TASK TO CARRY OUT: Your answer must be a word-for-word copy of the listing, with all pictures excluded.

EXCERPTED RECORDS:

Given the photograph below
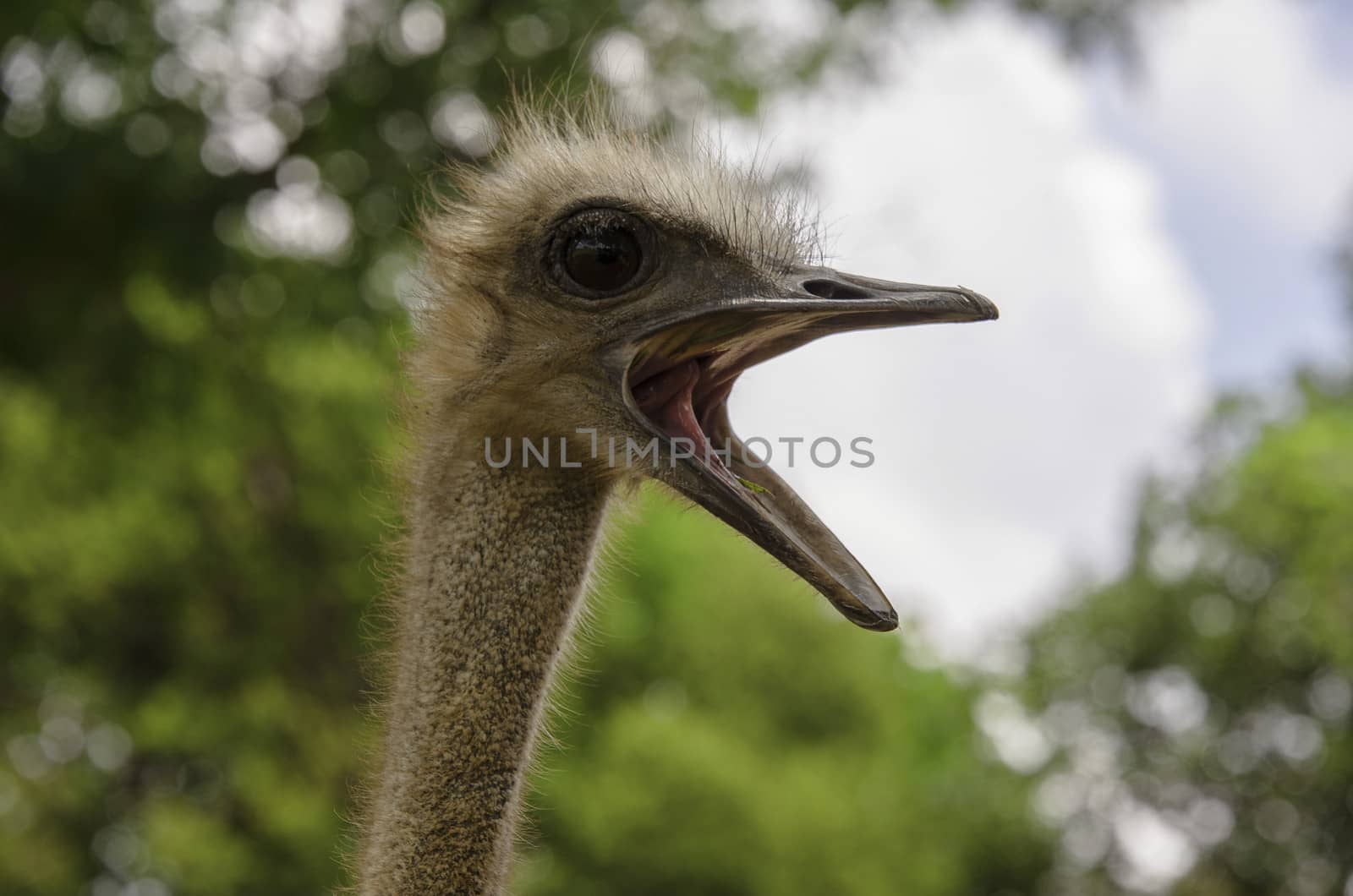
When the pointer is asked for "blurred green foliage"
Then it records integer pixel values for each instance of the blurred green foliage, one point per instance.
(1204, 700)
(205, 213)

SOLUTION FOR THIS PROBLEM:
Given the photograph below
When the pointer is asked for "blurred green foliage"
Then it records integer pixel values for each instance of the blurred green foliage, one point per instance.
(1204, 700)
(205, 213)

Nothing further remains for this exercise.